## [Çıkarılan metin]
########################################

Abaküs Yazılım
22. Hukuk Dairesi
Esas No: 2019/2533
Karar No: 2019/8844
Karar Tarihi: 16.04.2019

Yargıtay 22. Hukuk Dairesi 2019/2533 Esas 2019/8844 Karar Sayılı İlamı

22. Hukuk Dairesi         2019/2533 E.  ,  2019/8844 K.

    "İçtihat Metni"

    MAHKEMESİ:İş Mahkemesi
    DAVA TÜRÜ: ALACAK

    Taraflar arasında görülen dava sonucunda verilen kararın, temyizen incelenmesi taraflar vekillerince istenilmekle, temyiz taleplerinin süresinde olduğu anlaşıldı. Dava dosyası için Tetkik Hakimi ... tarafından düzenlenen rapor dinlendikten sonra dosya incelendi, gereği konuşulup düşünüldü:
    Y A R G I T A Y K A R A R I
    Davacı İsteminin Özeti:
    Davacı vekili asıl davada dava dilekçesinde özetle; müvekkili davacının davalı ... Anonim Ortaklığı’na ait üretim sahalarında, alt işveren şirketin işçisi olarak çalıştığını ve davalının kadrolu işçileri ile aynı işi yaptığını, asıl işveren davalı ile alt işveren şirketler arasındaki ilişkinin muvazaalı olduğunu, müvekkiline ödenen ücretin gerçek ücreti kapsamadığını, kanundan ve toplu iş sözleşmesinden kaynaklanan ilave tediye alacağının da ödenemediğini ileri sürerek, kök ücret alacağı, ilave tediye alacağı, ulusal bayram ve genel tatil ücret alacağı, hafta tatili ücreti alacağı, yol mesaisi alacağı, vardiya primi alacağı, fazla mesai alacakları ile diğer işçilik alacaklarının davalıdan tahsiline karar verilmesini talep etmiştir.

########################################

## [Kaynak veri]

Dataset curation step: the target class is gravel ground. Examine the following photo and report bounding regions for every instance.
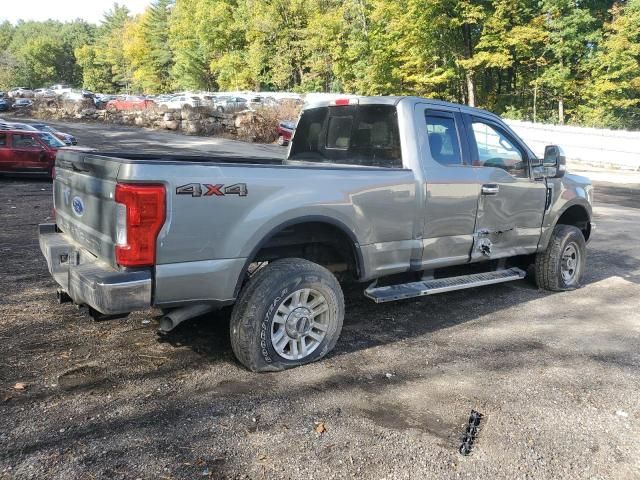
[0,124,640,479]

########################################

## [Görev 1]
Yargıtay kararında davacının davalıdan tahsilini istediği ve adı açıkça geçen alacak kalemlerini sıralayın.
## [Görev 2]
Yargıtay kararına göre şu soruları yanıtlayın:
(a) Karar tarihi nedir?
(b) Dava türü olarak ne yazılmıştır?
(c) Davacı, davalının üretim sahalarında kimin işçisi olarak çalıştığını ileri sürmektedir?
## [Görev 3]
Yargıtay kararının metnini son cümleden sonra sürdürün.
Bu işler için satırlara bakmak gerekmez.

## [Beklenen çıktı 1]
- Kök ücret alacağı
- İlave tediye alacağı
- Ulusal bayram ve genel tatil ücret alacağı
- Hafta tatili ücreti alacağı
- Yol mesaisi alacağı
- Vardiya primi alacağı
- Fazla mesai alacakları

## [Beklenen çıktı 2]
(a) 16.04.2019
(b) Alacak
(c) Alt işveren şirketin işçisi olarak

## [Beklenen çıktı 3]
    Birleşen davada dava dilekçesinde özetle; müvekkilinin iş akdine haksız olarak son verilmesi nedeniyle işe iade davası açıldığını, davalı Türkiye Petrolleri Anonim Ortaklığı ile alt işveren şirket arasındaki ilişkinin muvazaalı olması nedeniyle asıl işveren davalı Türkiye Petrolleri Anonim Ortaklığı nezdinde işe iadenin talep edildiğini, davanın kabul edildiğini ve kararının Yargıtay incelemesinden geçmek suretiyle kesinleştiğini, süresi içerisinde başvurmalarına rağmen davalının davacıyı işe davet etmeyip sadece işe iade tazminatını ödediğini, ancak diğer işçilik alacaklarını ödemediğini ileri sürerek, kıdem tazminatı, ihbar tazminatı, yıllık izin ücreti alacaklarının davalıdan tahsili talep etmiştir.
    Davalı Cevabının Özeti:
    Davalı vekili asıl davada cevap dilekçesinde özetle; zamanaşımı itirazında bulunduklarını, davacının müvekkili şirketin personeli olmadığından kök ücret alacağının oluşamayacağını, sendika üyesi olmayan davacının ancak üyelik tarihinden sonraki döneme ilişkin talepte bulunabileceğinden davaya konu alacak taleplerinin haksız ve dayanaksız olduğunu beyanla davanın reddi gerektiğini savunmuştur.
    Birleşen davada cevap dilekçesinde özetle; dava konusu alacakların zamanaşımına uğradığını, davacının iddia ettiği ücret miktarının gerçeği yansıtmadığını ve hatalı belirlendiğini, davacının sözleşmesinin müvekkili tarafından feshedilmediğini, hak ettiği yıllık izinleri kullandığını, davanın belirsiz alacak davası olarak açılamayacağını beyanla davanın reddini talep etmiştir.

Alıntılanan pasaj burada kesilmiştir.